◆ Input rows

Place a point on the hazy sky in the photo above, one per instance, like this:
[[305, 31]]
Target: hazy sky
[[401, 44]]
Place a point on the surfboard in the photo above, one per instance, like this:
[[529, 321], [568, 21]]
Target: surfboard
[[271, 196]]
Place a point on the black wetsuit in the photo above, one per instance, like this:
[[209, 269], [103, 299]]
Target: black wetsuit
* * *
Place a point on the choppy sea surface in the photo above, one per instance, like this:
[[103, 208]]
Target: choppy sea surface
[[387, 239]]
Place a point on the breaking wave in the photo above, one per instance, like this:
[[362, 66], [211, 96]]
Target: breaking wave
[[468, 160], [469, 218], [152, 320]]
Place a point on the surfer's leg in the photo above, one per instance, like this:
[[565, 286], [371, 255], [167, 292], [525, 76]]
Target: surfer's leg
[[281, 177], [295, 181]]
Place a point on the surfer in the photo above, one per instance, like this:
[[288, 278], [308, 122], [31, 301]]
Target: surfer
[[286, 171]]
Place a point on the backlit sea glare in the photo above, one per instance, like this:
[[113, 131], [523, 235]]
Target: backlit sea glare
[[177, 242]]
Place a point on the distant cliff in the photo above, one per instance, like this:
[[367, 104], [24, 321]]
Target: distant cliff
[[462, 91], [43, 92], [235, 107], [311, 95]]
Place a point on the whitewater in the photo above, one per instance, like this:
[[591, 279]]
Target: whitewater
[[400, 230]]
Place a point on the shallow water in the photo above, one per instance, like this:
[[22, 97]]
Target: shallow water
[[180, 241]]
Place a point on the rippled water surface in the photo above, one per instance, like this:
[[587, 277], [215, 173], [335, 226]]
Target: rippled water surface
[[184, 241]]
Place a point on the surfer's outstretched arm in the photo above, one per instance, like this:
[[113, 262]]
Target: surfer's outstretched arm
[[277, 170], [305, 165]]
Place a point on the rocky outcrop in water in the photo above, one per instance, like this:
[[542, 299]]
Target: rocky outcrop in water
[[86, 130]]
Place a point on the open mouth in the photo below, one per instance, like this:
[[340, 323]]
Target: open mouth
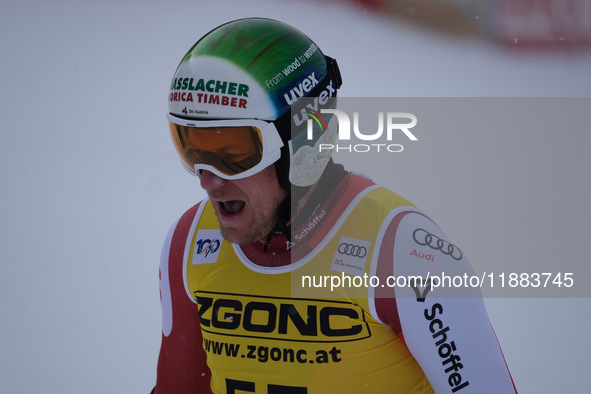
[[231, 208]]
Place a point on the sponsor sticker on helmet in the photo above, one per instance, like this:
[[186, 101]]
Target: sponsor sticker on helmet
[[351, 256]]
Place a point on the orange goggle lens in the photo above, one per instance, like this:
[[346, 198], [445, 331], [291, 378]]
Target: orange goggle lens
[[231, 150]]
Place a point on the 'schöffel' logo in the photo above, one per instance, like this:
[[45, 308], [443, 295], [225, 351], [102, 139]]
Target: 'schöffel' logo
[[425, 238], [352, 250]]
---
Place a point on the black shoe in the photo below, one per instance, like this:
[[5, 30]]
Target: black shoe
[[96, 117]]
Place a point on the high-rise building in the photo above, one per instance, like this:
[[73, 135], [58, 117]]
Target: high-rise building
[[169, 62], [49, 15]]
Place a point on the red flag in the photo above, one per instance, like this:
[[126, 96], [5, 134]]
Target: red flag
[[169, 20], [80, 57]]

◆ Problem description
Return the stretch of lines from the line containing "Place a point on the rocky" through the line containing "[[351, 256]]", reproducing each line without alteration. Omit the pictures.

◆ Response to this exercise
Place a point on the rocky outcrop in water in the photo above, one per instance, like this:
[[542, 299]]
Target: rocky outcrop in water
[[86, 130]]
Place a point on the open mouth in the photo below, one per instance, like this:
[[340, 323]]
Target: open mouth
[[231, 208]]
Place a point on the sponsor sticker on helmet in the photo above, one per instance, like this:
[[186, 101]]
Target: sponsor sticker on helmet
[[351, 256]]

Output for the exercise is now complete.